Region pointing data
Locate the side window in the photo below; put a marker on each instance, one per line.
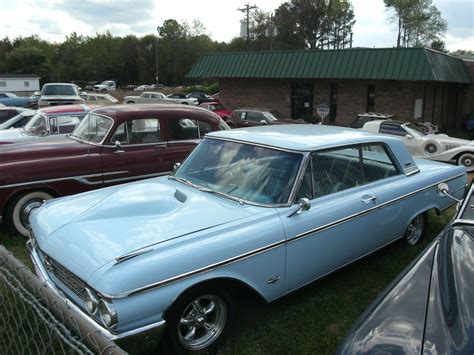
(139, 131)
(377, 163)
(185, 129)
(392, 129)
(331, 171)
(63, 124)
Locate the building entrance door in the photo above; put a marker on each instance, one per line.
(302, 101)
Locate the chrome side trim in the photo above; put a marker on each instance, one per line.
(84, 177)
(355, 215)
(200, 270)
(112, 336)
(269, 247)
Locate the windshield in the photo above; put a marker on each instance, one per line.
(93, 128)
(243, 171)
(217, 107)
(17, 121)
(60, 90)
(37, 125)
(271, 116)
(414, 130)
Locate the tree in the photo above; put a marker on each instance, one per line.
(419, 22)
(314, 24)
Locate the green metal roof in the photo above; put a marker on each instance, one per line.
(413, 64)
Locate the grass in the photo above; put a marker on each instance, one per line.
(316, 318)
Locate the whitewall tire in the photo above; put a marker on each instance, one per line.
(21, 207)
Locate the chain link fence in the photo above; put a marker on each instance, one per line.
(34, 320)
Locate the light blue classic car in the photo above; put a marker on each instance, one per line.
(267, 209)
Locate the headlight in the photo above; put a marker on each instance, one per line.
(91, 301)
(107, 313)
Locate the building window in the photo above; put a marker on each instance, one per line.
(370, 98)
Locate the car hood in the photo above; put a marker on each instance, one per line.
(394, 323)
(44, 148)
(60, 97)
(449, 321)
(445, 139)
(9, 135)
(89, 230)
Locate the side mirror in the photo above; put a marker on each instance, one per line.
(118, 147)
(303, 205)
(443, 189)
(176, 167)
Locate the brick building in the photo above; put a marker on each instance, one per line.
(411, 83)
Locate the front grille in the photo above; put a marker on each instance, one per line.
(71, 281)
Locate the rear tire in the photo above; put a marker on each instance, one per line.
(20, 208)
(199, 320)
(416, 229)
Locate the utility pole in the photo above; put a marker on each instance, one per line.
(156, 54)
(246, 10)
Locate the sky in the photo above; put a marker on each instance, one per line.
(54, 19)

• AIM OF THE TASK: Only the span from the line with "Locate the utility" through the final line of the records goes in the output, each line unchanged.

• ANSWER TO THIS TASK:
Locate the utility pole in the photo above; put a marker on each instance, one per line.
(156, 54)
(246, 10)
Locate the sky in the photo above; put a marker on each instance, one per line.
(54, 19)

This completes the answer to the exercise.